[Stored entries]
• • • • •

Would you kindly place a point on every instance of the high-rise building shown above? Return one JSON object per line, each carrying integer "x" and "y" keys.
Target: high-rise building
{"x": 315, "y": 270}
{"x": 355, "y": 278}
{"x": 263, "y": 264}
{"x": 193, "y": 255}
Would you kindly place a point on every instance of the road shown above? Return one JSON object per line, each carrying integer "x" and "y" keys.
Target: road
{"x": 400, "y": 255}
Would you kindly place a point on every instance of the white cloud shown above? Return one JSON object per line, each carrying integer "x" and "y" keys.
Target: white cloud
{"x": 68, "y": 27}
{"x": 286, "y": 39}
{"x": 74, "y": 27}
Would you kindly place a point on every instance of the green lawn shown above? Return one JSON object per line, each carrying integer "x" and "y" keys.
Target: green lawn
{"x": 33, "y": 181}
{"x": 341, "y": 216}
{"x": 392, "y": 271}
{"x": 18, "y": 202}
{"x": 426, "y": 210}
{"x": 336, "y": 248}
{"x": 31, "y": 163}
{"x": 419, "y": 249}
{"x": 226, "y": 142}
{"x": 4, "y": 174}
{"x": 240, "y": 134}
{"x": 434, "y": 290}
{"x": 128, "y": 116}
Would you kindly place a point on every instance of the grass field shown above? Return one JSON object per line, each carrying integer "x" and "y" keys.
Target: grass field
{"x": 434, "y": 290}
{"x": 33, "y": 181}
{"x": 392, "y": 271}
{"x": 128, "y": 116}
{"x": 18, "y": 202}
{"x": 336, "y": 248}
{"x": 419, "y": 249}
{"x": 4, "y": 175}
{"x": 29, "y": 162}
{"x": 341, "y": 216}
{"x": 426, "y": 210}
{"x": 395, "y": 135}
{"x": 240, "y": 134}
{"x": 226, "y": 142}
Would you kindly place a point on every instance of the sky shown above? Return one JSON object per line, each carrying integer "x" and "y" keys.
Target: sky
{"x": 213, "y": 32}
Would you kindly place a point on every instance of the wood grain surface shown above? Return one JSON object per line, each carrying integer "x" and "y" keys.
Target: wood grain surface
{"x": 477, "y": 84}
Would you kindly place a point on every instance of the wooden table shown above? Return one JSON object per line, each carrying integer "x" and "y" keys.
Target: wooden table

• • • • •

* **Aim of the task**: The records above need to be retyped in full, exactly as given.

* **Finished exercise**:
Would you kindly place a point on every instance of the high-rise building shown above? Return one JSON object per line, each carrying integer "x" and "y" keys.
Target: high-rise building
{"x": 315, "y": 270}
{"x": 355, "y": 278}
{"x": 263, "y": 264}
{"x": 193, "y": 255}
Would you kindly place a point on every instance of the road shown above? Return one JSON object per line, each carrying integer "x" and "y" keys.
Target: road
{"x": 400, "y": 255}
Would you kindly place a point on every instance of the white cloud shown above? Return one JSON object per line, each carrying integer "x" and "y" keys.
Target: white cloud
{"x": 68, "y": 27}
{"x": 286, "y": 39}
{"x": 74, "y": 27}
Would you kindly place a point on every instance of the green lawn shown above? Return one JSON object per line, each carrying integer "x" and "y" keys.
Target: green lawn
{"x": 33, "y": 181}
{"x": 341, "y": 216}
{"x": 392, "y": 271}
{"x": 18, "y": 202}
{"x": 426, "y": 210}
{"x": 336, "y": 248}
{"x": 31, "y": 163}
{"x": 419, "y": 249}
{"x": 226, "y": 142}
{"x": 4, "y": 174}
{"x": 240, "y": 134}
{"x": 434, "y": 290}
{"x": 128, "y": 116}
Would you kindly place a point on every instance of the grass field shown above? Return one JSON object per line, each carrying integer "x" and "y" keys.
Target: grass field
{"x": 434, "y": 290}
{"x": 33, "y": 181}
{"x": 392, "y": 271}
{"x": 128, "y": 116}
{"x": 18, "y": 202}
{"x": 336, "y": 248}
{"x": 419, "y": 249}
{"x": 4, "y": 175}
{"x": 29, "y": 162}
{"x": 341, "y": 216}
{"x": 426, "y": 210}
{"x": 395, "y": 135}
{"x": 240, "y": 134}
{"x": 226, "y": 142}
Would you kindly place a point on every instance of the sky shown above? Return one JSON object per line, each carrying integer "x" and "y" keys.
Target: sky
{"x": 213, "y": 32}
Would you kindly place a point on every instance of the wood grain surface shown above? Return one JSON object per line, each carrying integer "x" and "y" keys.
Target: wood grain surface
{"x": 477, "y": 84}
Would you kindly place a point on every instance of the wooden table shown above? Return one JSON object per line, each carrying integer "x" and "y" keys.
Target: wooden table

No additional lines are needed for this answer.